» **WORK TO DO**: Quote every line of the listing below word for word, with nothing added or left out.

» **MATERIAL SUPPLIED**:
## START
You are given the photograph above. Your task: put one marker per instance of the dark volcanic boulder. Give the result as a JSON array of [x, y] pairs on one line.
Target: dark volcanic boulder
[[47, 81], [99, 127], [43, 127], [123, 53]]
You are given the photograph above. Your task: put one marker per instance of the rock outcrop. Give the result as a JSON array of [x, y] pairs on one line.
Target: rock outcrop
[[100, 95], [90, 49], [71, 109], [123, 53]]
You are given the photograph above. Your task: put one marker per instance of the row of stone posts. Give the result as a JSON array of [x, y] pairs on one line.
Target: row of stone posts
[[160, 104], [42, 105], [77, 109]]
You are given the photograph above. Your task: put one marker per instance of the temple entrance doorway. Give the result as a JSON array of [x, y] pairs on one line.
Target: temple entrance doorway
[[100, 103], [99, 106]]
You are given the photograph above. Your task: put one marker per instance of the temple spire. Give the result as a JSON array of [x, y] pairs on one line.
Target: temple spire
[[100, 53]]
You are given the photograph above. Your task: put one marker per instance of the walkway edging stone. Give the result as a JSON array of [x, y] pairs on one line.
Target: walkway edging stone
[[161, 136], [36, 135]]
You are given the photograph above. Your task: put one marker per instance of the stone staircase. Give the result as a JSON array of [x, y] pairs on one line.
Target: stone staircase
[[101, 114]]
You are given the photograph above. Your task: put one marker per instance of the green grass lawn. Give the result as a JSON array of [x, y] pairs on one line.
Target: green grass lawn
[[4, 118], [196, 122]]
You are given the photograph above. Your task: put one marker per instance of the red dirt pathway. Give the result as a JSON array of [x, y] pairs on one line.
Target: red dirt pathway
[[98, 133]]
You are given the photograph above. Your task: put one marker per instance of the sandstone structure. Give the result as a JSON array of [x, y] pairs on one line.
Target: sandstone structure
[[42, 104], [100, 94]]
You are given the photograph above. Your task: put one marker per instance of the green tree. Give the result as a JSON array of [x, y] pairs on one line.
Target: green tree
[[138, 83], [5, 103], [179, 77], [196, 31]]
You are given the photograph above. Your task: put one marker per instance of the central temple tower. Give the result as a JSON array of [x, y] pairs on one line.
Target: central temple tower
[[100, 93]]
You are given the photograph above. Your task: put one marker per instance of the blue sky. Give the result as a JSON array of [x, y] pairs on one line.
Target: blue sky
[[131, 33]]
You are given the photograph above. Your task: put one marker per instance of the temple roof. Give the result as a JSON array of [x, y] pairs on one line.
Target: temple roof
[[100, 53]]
## END
» **THE OUTPUT**:
You are given the photograph above. Your task: put one marker per instance of the dark volcanic boulder. Give the result as a JSON array of [x, y] pairs on one line.
Target: dark volcanic boulder
[[47, 81], [99, 127], [43, 127], [123, 53]]
You are given the photograph above. Your task: put one marker per instance of the rock outcrop. Give the result as a JSON array of [x, y] pairs on one line.
Target: rock outcrop
[[100, 95], [90, 49], [71, 109], [123, 53]]
You are given the photograph above. Your task: put one marker per instance of the row of stone posts. Give the result as a JSON array of [x, y] pairs on one line.
Target: row of stone posts
[[160, 104], [42, 105], [77, 109]]
You are given the photograph above. Your task: put one marker per instance of the temple entrance doorway. Give the result as a JSON array of [x, y] pairs on one line.
Target: temple entrance doorway
[[100, 103], [99, 106]]
You are given the photograph above. Your task: put one marker per instance of the temple spire. Give the result as a JSON array of [x, y] pairs on one line.
Target: temple spire
[[100, 53]]
You are given the photograph above. Your task: put one marker per instance of the walkway edging stone. Give the result as a JSON array of [x, y] pairs on one line.
Target: walkway edging stone
[[161, 136], [36, 135]]
You are given the photograph above. Your task: put one marker per instance of the stone staircase. Give the result as a JSON array of [x, y] pairs on one line.
Target: stone staircase
[[101, 114]]
You are given the photograph above. Your task: put one marker per instance of the green grass lawn. Give the result as a JSON array of [x, y] pairs on one line.
Target: green grass lawn
[[4, 118], [196, 122]]
You are given the photograph above. Your task: put one marker per instance of the red dirt pathway. Give the result as a JSON array of [x, y] pairs on one line.
Target: red dirt pathway
[[98, 133]]
You are given the photograph above. Your task: put one marker per instance of the sandstone structure. Give the result as a JSON array of [x, y] pairs on one line.
Target: sandstone structure
[[42, 104], [100, 94]]
You are given the photograph above. Your task: put one marker per instance of the green tree. Give the result as a JSON array of [x, y] pairs on one line.
Target: green tree
[[138, 83], [5, 103], [179, 77], [196, 31]]
You are given the photograph above. Your task: put one marker per instance of the central temple tower. Give the result as a JSON array of [x, y] pairs on one line.
Target: central temple tower
[[100, 93]]
You are given the photograph above. Your task: put one marker per instance of the blue sky. Give the result as a JSON array of [x, y] pairs on one line.
Target: blue sky
[[131, 33]]
You are given the photograph above. Your task: put one marker per instance of the temple roof. Give the result as a JSON array of [x, y] pairs on one line.
Target: temple roof
[[100, 53]]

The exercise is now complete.